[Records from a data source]
....................

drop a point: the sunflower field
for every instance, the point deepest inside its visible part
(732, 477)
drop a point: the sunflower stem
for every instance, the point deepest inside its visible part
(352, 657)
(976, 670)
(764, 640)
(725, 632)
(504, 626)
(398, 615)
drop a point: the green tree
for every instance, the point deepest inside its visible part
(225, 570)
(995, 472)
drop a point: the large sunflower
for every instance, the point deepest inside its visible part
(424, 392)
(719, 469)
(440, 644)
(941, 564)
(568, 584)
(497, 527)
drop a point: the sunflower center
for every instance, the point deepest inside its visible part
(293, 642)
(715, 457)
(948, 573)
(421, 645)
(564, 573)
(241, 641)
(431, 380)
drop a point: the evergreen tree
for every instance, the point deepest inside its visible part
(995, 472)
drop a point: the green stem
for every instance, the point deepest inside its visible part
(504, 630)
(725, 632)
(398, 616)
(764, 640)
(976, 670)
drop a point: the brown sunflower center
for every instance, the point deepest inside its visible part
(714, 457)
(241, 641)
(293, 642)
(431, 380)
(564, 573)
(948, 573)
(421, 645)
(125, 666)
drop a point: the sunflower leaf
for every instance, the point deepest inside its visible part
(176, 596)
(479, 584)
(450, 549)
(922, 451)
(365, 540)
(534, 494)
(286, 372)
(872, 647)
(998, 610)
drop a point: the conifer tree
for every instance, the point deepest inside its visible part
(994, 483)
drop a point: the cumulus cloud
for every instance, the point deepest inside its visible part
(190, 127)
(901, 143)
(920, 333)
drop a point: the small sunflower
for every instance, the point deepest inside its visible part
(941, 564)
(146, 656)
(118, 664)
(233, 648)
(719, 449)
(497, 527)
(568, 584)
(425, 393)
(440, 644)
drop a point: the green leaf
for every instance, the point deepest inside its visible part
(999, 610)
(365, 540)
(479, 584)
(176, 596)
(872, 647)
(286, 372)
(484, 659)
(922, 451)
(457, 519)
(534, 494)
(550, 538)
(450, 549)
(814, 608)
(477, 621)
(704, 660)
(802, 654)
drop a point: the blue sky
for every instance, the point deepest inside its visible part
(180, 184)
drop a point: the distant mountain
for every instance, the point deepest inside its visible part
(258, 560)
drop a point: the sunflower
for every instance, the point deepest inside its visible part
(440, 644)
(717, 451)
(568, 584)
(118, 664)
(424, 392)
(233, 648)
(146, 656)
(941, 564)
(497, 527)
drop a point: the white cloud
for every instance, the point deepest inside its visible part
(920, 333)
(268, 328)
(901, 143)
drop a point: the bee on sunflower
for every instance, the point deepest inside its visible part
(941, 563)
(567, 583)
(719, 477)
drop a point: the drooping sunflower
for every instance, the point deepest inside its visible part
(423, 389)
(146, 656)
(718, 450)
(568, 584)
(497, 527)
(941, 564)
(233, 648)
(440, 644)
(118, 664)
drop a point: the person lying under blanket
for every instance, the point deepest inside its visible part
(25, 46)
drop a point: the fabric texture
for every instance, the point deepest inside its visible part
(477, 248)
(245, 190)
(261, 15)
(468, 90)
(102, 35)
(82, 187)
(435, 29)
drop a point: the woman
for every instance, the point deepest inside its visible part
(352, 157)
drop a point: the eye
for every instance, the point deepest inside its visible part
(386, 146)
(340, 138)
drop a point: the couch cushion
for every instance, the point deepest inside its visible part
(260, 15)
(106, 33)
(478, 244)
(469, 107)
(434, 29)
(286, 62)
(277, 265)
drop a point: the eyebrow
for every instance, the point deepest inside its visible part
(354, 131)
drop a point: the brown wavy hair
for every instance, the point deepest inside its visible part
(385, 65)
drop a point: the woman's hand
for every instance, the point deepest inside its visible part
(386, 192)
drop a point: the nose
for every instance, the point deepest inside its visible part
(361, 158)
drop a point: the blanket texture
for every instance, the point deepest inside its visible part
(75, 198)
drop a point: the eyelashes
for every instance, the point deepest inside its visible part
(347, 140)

....................

> _Assignment_
Return every line from the records above that holds the word "stem".

> _Task result_
drop a point: the sunflower stem
drop a point: the green stem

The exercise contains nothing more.